▸ REQUISITOS:
A - Responda com base no texto sobre a finalidade do homem:
(i) A quem Dr. Plinio quis esclarecer ao redigir o memorando?
(ii) De que modo os seres brutos ou inanimados são conduzidos para o fim dado por Deus?
(iii) O que Deus nunca deixa de respeitar?
B - Retome o texto sobre a finalidade do homem a partir do ponto em que ele para.

▸ TRECHO DO TEXTO:

+--

Finalidade do homem, segundo o plano de Deus

Na época em que Dr. Plinio presidia a /unta Arquidiocesana da Ação Católica, era tema de debate saber qual a medula da vida espiritual. Tornando-se conveniente esclarecer um sacerdote vinculado àquele movimento, Dr. Plinio redigiu um memorando altamente orientador.  Reproduzimos aqui sua primeira parte; a segunda será transcrita no nosso próximo número.

 

É Deus quem cria e conserva todas as coisas,  por um ato livre de sua vontade onipotente. Assim,  Deus é supremo Senhor de tudo o que existe, governando toda a criação e ordenando-a para a sua glória. Os seres brutos ou inanimados são conduzidos para este fim cega e forçadamente. Os homens, porém, dotados que são de liberdade, são esclarecidos e atraídos por Deus para bem disporem a vontade e alcançarem a glória pela conformidade consciente e ativa com a vontade divina. Cumpre, pois, aos homens procederem segundo esta atração e aquele esclarecimento, para, submetendo-se livre e integralmente às determinações divinas (distinguindo-se preceito de conselho) atingirem o fim para que foram criados. E nisto consiste a perfeição, posto que o homem, como tudo o que subsiste e acontece, não tem outra realidade senão a que lhe é dada, a cada momento, por Deus. Desta forma, aquilo que depende da vontade humana deve ser posto em correspondência com os desígnios divinos, para que o homem possa conseguir a sua própria plenitude e perfeita realidade. O contrário seria frustrar a generosidade de Deus, que nos dá a existência, a vida, e a dignidade de participarmos conscientemente em sua obra pela liberdade, que nos outorgou, e que nunca deixa de respeitar.

+--

▸ DADOS APRESENTADOS:
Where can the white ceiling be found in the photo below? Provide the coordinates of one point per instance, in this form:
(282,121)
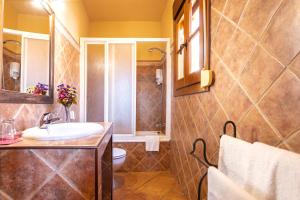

+--

▸ RESPOSTAS ESPERADAS:
A -
(i) Um sacerdote vinculado àquele movimento.
(ii) Cega e forçadamente.
(iii) A liberdade que nos outorgou.

B -
Ordem e harmonia no homem antes do pecado original

O homem, criado por Deus no estado de justiça original, fora enriquecido da graça santificante e de outros valiosos dons que davam à sua natureza harmonia tal que ele via claramente a vontade de Deus e a cumpria com toda a facilidade, seguindo apenas os seus pendores espontâneos. A lei natural, que é a lei que Deus inscreve na consciência de cada um, como manifestação de sua vontade, era perfeitamente legível; é por isso que os nossos primeiros pais tinham as potências da alma em perfeita ordem, de tal forma esclarecida pela revelação, que a sensibilidade estava subordinada inteiramente à vontade, e esta à inteligência, a prática da lei não era penosa, mas era uma fonte de felicidade, pois tudo cooperava no homem para que ele atingisse plenamente seu fim.

Castigo do homem decaído

Entretanto, pelo pecado original foi quebrada esta harmonia tão maravilhosa. Como castigo da rebelião, retirou Deus o poder absoluto da inteligência sobre a vontade e de ambas sobre a sensibilidade, e assim o homem se viu em luta contra a rebelião ora brutal das paixões, ora insidiosa das más inclinações, tornando-se tantas vezes escravo de umas e de outras. Igualmente perdeu o domínio absoluto sobre a natureza criada, de que fora o rei, e os seres animados e inanimados, que a compõem, revoltaram-se contra ele, quebrando-se assim, aquela harmonia que resultava da subordinação do mundo, com suas forças e virtualidades, à inteligência superior do homem. A lei natural perdeu, na consciência humana, a primitiva nitidez; a inteligência ficou alterada em sua lucidez cristalina de outrora; e a vontade desviou-se daquela retidão admirável, que a inclinava sempre para o verdadeiro bem. Sobretudo, perdeu o homem a graça e a amizade de Deus, e o Céu se fechou para ele.

O pecado original, pela contradição abominável que opunha à majestade divina, fez entrar a contradição no mundo. O tédio, o cuidado, a dor, a angústia e a morte se desdobraram sobre a terra; e o inferno se abriu, como suprema contradição, para triturar, sem aniquilar, os prevaricadores, que se tornaram filhos da contradição do pecado. Por outro lado, o desejo de felicidade, que é tão radical no homem que seria mais fácil destruir o ser humano do que extirpá-lo, este desejo voltou-se com todo o seu peso para muitas coisas que não podem dar a felicidade. E os caminhos que conduzem à bem-aventurança, tão sequiosamente almejada pelo coração humano, tornaram-se espinhosos e repugnantes, de tal forma que “todo o que procurar salvar a sua vida, perdê-la-á; e todo o que a perder, salvá-laá” (Lc. 27, 33).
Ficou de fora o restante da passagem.